## Exercise
Write each entry out again exactly, with nothing omitted.

## Supplied data
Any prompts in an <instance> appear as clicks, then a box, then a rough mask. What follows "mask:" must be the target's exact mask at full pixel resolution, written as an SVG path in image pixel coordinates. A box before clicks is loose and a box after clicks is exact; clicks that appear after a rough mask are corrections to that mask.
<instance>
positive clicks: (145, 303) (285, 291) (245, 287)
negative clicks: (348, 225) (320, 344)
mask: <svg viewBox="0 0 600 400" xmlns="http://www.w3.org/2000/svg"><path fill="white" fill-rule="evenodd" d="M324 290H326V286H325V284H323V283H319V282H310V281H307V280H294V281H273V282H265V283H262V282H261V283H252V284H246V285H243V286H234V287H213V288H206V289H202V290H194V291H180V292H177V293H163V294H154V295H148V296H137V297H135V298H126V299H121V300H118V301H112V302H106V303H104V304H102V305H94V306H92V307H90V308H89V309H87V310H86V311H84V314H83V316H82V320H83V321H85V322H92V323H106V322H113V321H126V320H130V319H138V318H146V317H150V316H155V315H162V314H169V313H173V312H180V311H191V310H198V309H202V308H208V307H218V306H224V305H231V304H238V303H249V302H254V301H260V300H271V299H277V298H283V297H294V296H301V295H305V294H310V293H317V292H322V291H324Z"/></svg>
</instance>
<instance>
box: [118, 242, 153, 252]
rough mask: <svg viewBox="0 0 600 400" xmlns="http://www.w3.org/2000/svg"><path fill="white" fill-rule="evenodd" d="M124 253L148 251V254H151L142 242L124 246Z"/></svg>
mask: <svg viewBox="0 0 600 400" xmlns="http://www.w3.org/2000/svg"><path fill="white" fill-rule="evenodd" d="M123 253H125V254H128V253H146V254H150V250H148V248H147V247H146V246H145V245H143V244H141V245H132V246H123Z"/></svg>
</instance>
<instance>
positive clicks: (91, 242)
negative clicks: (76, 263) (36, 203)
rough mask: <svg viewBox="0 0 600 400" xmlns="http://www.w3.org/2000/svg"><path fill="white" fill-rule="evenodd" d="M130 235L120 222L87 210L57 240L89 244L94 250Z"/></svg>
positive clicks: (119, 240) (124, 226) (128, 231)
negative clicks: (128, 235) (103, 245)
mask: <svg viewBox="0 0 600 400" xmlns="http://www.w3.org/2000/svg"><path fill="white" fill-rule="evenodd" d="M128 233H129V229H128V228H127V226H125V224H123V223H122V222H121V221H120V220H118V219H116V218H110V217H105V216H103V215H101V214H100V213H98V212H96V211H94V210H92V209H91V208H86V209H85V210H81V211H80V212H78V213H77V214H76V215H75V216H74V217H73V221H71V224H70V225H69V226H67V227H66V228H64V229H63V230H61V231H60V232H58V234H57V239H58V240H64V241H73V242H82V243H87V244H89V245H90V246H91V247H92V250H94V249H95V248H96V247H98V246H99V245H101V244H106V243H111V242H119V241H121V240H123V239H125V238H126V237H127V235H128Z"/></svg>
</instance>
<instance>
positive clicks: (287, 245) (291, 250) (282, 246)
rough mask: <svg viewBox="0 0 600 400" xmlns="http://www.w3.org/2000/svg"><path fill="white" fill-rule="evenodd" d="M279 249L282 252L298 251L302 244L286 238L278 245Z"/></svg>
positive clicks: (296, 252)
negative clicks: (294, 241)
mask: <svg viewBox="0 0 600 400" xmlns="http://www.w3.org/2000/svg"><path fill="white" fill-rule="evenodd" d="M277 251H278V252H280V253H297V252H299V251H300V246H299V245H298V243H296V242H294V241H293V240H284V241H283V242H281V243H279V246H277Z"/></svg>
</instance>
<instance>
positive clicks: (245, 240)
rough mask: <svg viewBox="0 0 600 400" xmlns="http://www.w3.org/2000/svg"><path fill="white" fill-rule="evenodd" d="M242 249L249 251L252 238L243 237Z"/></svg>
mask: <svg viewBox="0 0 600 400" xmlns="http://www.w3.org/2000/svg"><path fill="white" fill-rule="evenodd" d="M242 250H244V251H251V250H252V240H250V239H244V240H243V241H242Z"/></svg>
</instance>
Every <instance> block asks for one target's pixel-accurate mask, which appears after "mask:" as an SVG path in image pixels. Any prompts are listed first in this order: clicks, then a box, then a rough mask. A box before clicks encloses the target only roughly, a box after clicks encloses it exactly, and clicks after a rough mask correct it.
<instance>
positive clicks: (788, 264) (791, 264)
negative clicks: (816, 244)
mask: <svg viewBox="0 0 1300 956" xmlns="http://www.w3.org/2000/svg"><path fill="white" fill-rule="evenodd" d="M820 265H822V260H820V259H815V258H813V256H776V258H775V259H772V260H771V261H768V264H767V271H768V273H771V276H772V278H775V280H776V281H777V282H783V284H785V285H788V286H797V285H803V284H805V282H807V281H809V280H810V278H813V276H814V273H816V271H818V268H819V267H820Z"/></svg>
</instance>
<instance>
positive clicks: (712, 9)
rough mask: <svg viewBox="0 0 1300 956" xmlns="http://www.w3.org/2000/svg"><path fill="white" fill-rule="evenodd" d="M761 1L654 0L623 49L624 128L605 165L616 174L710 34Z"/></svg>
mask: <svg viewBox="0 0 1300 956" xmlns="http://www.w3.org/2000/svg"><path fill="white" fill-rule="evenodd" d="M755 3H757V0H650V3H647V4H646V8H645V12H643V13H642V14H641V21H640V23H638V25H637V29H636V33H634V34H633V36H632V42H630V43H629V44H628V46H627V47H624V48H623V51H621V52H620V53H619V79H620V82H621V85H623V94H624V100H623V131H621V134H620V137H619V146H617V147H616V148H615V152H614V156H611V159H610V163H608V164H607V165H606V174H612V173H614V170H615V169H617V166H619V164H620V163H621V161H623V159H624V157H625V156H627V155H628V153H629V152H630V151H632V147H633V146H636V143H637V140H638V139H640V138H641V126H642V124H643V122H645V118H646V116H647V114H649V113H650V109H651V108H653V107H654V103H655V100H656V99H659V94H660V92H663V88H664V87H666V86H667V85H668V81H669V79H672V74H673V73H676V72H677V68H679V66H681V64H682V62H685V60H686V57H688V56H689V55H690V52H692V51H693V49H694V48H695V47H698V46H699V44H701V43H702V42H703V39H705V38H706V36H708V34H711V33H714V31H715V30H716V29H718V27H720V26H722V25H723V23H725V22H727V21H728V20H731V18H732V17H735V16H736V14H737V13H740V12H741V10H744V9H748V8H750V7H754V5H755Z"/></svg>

## Written answer
Any prompts in an <instance> appear as clicks, then a box, then a rough mask. What follows "mask:" must be the target's exact mask at full pixel resolution, written as an SVG path in image pixel coordinates. A box before clicks is loose and a box after clicks is exact; clicks that appear after a rough mask are corrections to that mask.
<instance>
positive clicks: (145, 303) (285, 291) (245, 287)
negative clicks: (348, 225) (320, 344)
mask: <svg viewBox="0 0 600 400" xmlns="http://www.w3.org/2000/svg"><path fill="white" fill-rule="evenodd" d="M324 290H326V286H325V284H323V283H319V282H310V281H307V280H294V281H273V282H265V283H262V282H261V283H252V284H246V285H243V286H234V287H213V288H206V289H202V290H194V291H180V292H177V293H163V294H154V295H148V296H137V297H135V298H126V299H121V300H118V301H112V302H106V303H104V304H102V305H94V306H92V307H90V308H89V309H87V310H86V311H84V314H83V316H82V320H83V321H85V322H92V323H106V322H113V321H126V320H130V319H138V318H146V317H150V316H155V315H162V314H169V313H173V312H180V311H191V310H198V309H202V308H208V307H218V306H224V305H231V304H238V303H249V302H254V301H260V300H271V299H277V298H283V297H294V296H301V295H305V294H310V293H317V292H322V291H324Z"/></svg>
</instance>
<instance>
box: [118, 242, 153, 252]
rough mask: <svg viewBox="0 0 600 400" xmlns="http://www.w3.org/2000/svg"><path fill="white" fill-rule="evenodd" d="M124 253L148 251V254H151L142 242L124 246Z"/></svg>
mask: <svg viewBox="0 0 600 400" xmlns="http://www.w3.org/2000/svg"><path fill="white" fill-rule="evenodd" d="M123 253H125V254H128V253H146V254H150V250H148V248H147V247H146V246H145V245H143V244H141V245H132V246H123Z"/></svg>
</instance>
<instance>
positive clicks: (91, 242)
negative clicks: (76, 263) (36, 203)
rough mask: <svg viewBox="0 0 600 400" xmlns="http://www.w3.org/2000/svg"><path fill="white" fill-rule="evenodd" d="M130 235L120 222L87 210L57 240L89 244L94 250Z"/></svg>
positive clicks: (119, 240) (124, 226) (128, 231)
negative clicks: (128, 235) (103, 245)
mask: <svg viewBox="0 0 600 400" xmlns="http://www.w3.org/2000/svg"><path fill="white" fill-rule="evenodd" d="M128 233H129V229H128V228H127V226H125V224H123V223H122V222H121V221H120V220H118V219H116V218H110V217H105V216H103V215H101V214H100V213H98V212H96V211H94V210H92V209H91V208H86V209H85V210H81V211H80V212H78V213H77V214H76V215H75V216H74V217H73V221H71V224H70V225H69V226H67V227H66V228H64V229H63V230H61V231H60V232H58V234H57V239H58V240H64V241H73V242H82V243H87V244H89V245H90V246H91V247H92V250H94V249H95V248H96V247H98V246H99V245H101V244H106V243H111V242H119V241H121V240H123V239H125V238H126V237H127V235H128Z"/></svg>
</instance>
<instance>
positive clicks: (287, 245) (291, 250) (282, 246)
rough mask: <svg viewBox="0 0 600 400" xmlns="http://www.w3.org/2000/svg"><path fill="white" fill-rule="evenodd" d="M279 249L282 252L298 251L302 244L286 238L278 245Z"/></svg>
positive clicks: (296, 252)
negative clicks: (294, 241)
mask: <svg viewBox="0 0 600 400" xmlns="http://www.w3.org/2000/svg"><path fill="white" fill-rule="evenodd" d="M277 251H278V252H280V253H297V252H299V251H300V246H299V245H298V243H296V242H294V241H293V240H284V241H283V242H281V243H279V246H277Z"/></svg>
</instance>
<instance>
positive clicks: (245, 240)
rough mask: <svg viewBox="0 0 600 400" xmlns="http://www.w3.org/2000/svg"><path fill="white" fill-rule="evenodd" d="M242 249L249 251L252 238L243 237Z"/></svg>
mask: <svg viewBox="0 0 600 400" xmlns="http://www.w3.org/2000/svg"><path fill="white" fill-rule="evenodd" d="M242 250H244V251H251V250H252V240H250V239H244V240H243V241H242Z"/></svg>
</instance>
Every <instance> block asks for one target's pixel-accurate mask, which appears after "mask:" as an SVG path in image pixels. Any prompts are listed first in this order: clicks, then a box, then a rough mask. A box before clicks encloses the target only roughly, a box after clicks encloses it exactly, and clicks after a rough mask correct it.
<instance>
positive clicks: (788, 264) (791, 264)
negative clicks: (816, 244)
mask: <svg viewBox="0 0 1300 956" xmlns="http://www.w3.org/2000/svg"><path fill="white" fill-rule="evenodd" d="M820 265H822V260H820V259H815V258H813V256H776V258H775V259H772V260H771V261H768V264H767V271H768V273H771V276H772V278H775V280H776V281H777V282H783V284H785V285H788V286H797V285H803V284H805V282H807V281H809V280H810V278H813V276H814V273H816V271H818V268H819V267H820Z"/></svg>
</instance>
<instance>
positive clicks: (712, 9)
rough mask: <svg viewBox="0 0 1300 956" xmlns="http://www.w3.org/2000/svg"><path fill="white" fill-rule="evenodd" d="M761 1L654 0L623 49L624 128L605 165L616 174L710 34Z"/></svg>
mask: <svg viewBox="0 0 1300 956" xmlns="http://www.w3.org/2000/svg"><path fill="white" fill-rule="evenodd" d="M755 3H757V0H650V3H647V4H646V8H645V12H643V13H642V14H641V21H640V23H638V25H637V29H636V33H634V34H633V36H632V42H630V43H629V44H628V46H627V47H624V48H623V51H621V52H620V53H619V79H620V82H621V85H623V94H624V100H623V131H621V134H620V137H619V146H617V147H616V148H615V152H614V156H611V159H610V163H608V164H607V165H606V174H612V173H614V170H615V169H617V166H619V164H620V163H621V161H623V159H624V157H625V156H627V155H628V153H629V152H630V151H632V147H633V146H636V143H637V140H638V139H640V138H641V126H642V124H643V122H645V118H646V116H647V114H649V113H650V109H651V108H653V107H654V103H655V100H656V99H659V94H660V92H663V88H664V87H666V86H667V85H668V81H669V79H672V74H673V73H676V72H677V68H679V66H681V64H682V62H685V60H686V57H688V56H689V55H690V52H692V51H693V49H694V48H695V47H698V46H699V44H701V43H702V42H703V39H705V38H706V36H708V34H711V33H714V31H715V30H716V29H718V27H720V26H722V25H723V23H725V22H727V21H728V20H731V18H732V17H735V16H736V14H737V13H740V12H741V10H744V9H748V8H750V7H754V5H755Z"/></svg>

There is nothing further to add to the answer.